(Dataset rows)
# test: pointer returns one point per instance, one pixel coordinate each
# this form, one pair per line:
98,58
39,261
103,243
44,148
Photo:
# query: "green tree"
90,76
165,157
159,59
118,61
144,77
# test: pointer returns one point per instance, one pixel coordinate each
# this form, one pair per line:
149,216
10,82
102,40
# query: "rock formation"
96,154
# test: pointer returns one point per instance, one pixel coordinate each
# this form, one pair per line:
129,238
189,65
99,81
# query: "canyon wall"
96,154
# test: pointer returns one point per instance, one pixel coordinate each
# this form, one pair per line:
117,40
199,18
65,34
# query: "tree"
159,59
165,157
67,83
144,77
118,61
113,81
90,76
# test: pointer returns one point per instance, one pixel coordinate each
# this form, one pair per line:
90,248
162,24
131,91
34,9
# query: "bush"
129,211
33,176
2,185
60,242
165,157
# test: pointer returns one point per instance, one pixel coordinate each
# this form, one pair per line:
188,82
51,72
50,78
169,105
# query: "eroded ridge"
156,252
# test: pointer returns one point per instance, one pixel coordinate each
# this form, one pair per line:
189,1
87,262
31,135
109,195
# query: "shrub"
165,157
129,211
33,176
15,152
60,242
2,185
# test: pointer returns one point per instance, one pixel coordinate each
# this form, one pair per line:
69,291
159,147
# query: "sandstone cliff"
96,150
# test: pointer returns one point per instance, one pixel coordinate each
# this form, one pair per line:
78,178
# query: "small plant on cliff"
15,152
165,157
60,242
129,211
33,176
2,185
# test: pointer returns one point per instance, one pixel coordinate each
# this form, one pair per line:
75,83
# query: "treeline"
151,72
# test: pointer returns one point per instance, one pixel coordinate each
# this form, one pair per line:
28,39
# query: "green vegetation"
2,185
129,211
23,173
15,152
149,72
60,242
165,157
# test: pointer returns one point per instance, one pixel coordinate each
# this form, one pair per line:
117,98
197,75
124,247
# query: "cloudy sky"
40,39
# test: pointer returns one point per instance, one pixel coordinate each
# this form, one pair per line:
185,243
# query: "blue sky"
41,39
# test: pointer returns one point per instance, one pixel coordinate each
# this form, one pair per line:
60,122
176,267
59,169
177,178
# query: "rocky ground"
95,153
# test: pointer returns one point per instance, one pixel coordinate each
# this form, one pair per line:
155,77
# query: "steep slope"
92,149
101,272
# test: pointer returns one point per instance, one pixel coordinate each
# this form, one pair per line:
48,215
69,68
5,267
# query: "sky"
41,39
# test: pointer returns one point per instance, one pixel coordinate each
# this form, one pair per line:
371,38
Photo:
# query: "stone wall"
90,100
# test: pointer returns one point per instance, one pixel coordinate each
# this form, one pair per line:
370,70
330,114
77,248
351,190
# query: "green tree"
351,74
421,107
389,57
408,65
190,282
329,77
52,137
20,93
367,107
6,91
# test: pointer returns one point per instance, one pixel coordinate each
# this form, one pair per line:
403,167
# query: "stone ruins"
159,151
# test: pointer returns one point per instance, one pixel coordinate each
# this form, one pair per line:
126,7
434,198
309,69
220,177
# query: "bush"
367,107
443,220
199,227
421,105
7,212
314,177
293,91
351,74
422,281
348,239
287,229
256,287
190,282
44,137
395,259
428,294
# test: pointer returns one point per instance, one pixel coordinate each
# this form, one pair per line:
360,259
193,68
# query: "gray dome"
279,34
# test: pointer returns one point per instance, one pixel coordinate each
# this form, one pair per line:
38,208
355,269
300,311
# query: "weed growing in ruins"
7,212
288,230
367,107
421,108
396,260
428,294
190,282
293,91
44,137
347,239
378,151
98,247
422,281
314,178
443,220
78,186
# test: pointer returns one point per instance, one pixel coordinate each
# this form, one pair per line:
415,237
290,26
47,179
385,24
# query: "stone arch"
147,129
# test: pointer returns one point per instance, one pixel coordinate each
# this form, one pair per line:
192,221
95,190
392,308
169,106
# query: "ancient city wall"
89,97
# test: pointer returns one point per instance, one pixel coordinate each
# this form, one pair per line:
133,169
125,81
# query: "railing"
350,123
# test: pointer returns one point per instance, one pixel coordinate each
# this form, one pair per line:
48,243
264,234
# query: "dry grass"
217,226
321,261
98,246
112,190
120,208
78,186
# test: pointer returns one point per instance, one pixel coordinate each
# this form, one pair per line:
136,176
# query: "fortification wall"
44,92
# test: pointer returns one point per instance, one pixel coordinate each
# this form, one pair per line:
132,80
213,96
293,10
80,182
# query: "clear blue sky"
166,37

**THE TASK**
Extract the whole listing, character for character.

**SOLVED PROBLEM**
# test: pointer returns one point per instance, one pixel coordinate each
# this form, one pair per line:
98,58
39,261
103,243
44,148
Photo:
# query: "green tree"
90,76
165,157
159,59
118,61
144,77
# test: pointer returns one point per instance, one pixel coordinate each
# this form, one pair per line:
149,216
10,82
102,40
# query: "rock formation"
96,154
# test: pointer returns one point per instance, one pixel coordinate each
# this form, one pair per line:
129,238
189,65
99,81
# query: "canyon wall"
96,154
# test: pointer returns one point per instance, one pixel coordinate each
# this form, one pair per line:
117,40
199,18
65,34
# query: "tree"
159,59
165,157
67,83
144,77
118,61
113,81
90,76
# test: pointer returns one point per instance, one pixel coordinate each
# this form, one pair per line:
90,248
162,24
131,91
34,9
# query: "bush"
129,211
33,176
2,185
60,242
165,157
# test: pointer returns one point per instance, one pixel coordinate each
# this form, one pair per line:
188,82
51,72
50,78
169,105
# query: "eroded ridge"
156,252
# test: pointer returns one point per instance, one pixel coordinate each
# this form, one pair per line:
189,1
87,262
31,135
109,195
# query: "shrub"
165,157
129,211
33,176
15,152
60,242
2,185
# test: pointer returns one point per instance, one pixel coordinate each
# this form, one pair per line:
69,291
159,147
# query: "sandstone cliff"
96,150
# test: pointer returns one point per instance, one pixel coordinate each
# this form, one pair per line:
78,178
# query: "small plant on cliff"
15,152
165,157
60,242
129,211
33,176
2,185
# test: pointer returns one point per instance, one pixel coordinate each
# this form, one pair per line:
75,83
# query: "treeline"
151,72
# test: pointer returns one point per instance, one pixel coordinate each
# this form, one pair per line:
28,39
# query: "green vegetation"
2,185
129,211
23,173
15,152
149,72
60,242
165,157
# test: pointer returns one point per instance, one pixel coordinate each
# this form, one pair per line:
117,98
197,75
124,247
# query: "cloudy sky"
40,39
# test: pointer returns one point per instance, one pixel coordinate each
# this form, one pair per line:
185,243
# query: "blue sky"
41,39
# test: pointer returns one point per instance, one pixel coordinate each
# this form, one pair per line:
60,122
176,267
59,169
177,178
# query: "rocky ground"
95,153
# test: pointer returns one point per instance, one pixel coordinate each
# this form, one pair per line:
155,77
# query: "steep slope"
92,149
101,272
# test: pointer returns one point per instance, one pixel coordinate each
# this form, one pair per line:
48,215
69,68
5,267
# query: "sky"
41,39
# test: pointer returns one point per instance, one pixel coordinate each
# this form, one pair per line:
371,38
Photo:
# query: "stone wall"
90,100
# test: pointer returns one point per instance, one pixel coordinate each
# this form, one pair per line:
370,70
330,114
77,248
351,190
# query: "green tree"
351,74
421,107
389,57
408,65
190,282
329,77
52,137
20,93
367,107
6,91
# test: pointer returns one point per instance, one pixel coordinate each
# this form, one pair per line:
403,167
# query: "stone ruins"
159,151
# test: pointer returns one point per instance, one pixel coordinate each
# this form, one pair per line:
126,7
434,198
309,69
220,177
# query: "bush"
367,107
443,220
199,227
421,105
7,212
314,177
293,91
351,74
422,281
348,239
287,229
256,287
190,282
44,137
395,259
428,294
# test: pointer returns one point per instance, one pixel coordinate each
# this form, one pair per line:
360,259
193,68
# query: "gray dome"
279,34
# test: pointer returns one point per instance, one pixel coordinate each
# this form, one pair per line:
38,208
355,269
300,311
# query: "weed growing in ruins"
7,212
288,230
367,107
421,108
396,260
428,294
190,282
293,91
44,137
347,239
378,151
98,247
422,281
314,178
443,220
78,186
# test: pointer returns one point per instance, one pixel coordinate each
# this form, one pair per line:
415,237
290,26
47,179
385,24
# query: "stone arch"
147,129
# test: pointer returns one point per instance, one pixel coordinate each
# this form, one pair per line:
192,221
95,190
392,308
169,106
# query: "ancient city wall"
89,97
# test: pointer returns one point per instance, one pixel coordinate each
# this form, one pair per line:
133,169
125,81
# query: "railing"
350,123
# test: pointer returns one point per instance, one pixel coordinate each
# this form, one pair per line:
48,243
264,234
# query: "dry grass"
217,226
321,261
98,246
112,190
120,208
78,186
# test: pointer returns one point per instance, one pixel coordinate each
# this form, one pair per line:
136,176
# query: "fortification wall"
44,92
# test: pointer returns one point per instance, one pixel coordinate each
# this form, one pair per line:
132,80
213,96
293,10
80,182
# query: "clear blue sky"
166,37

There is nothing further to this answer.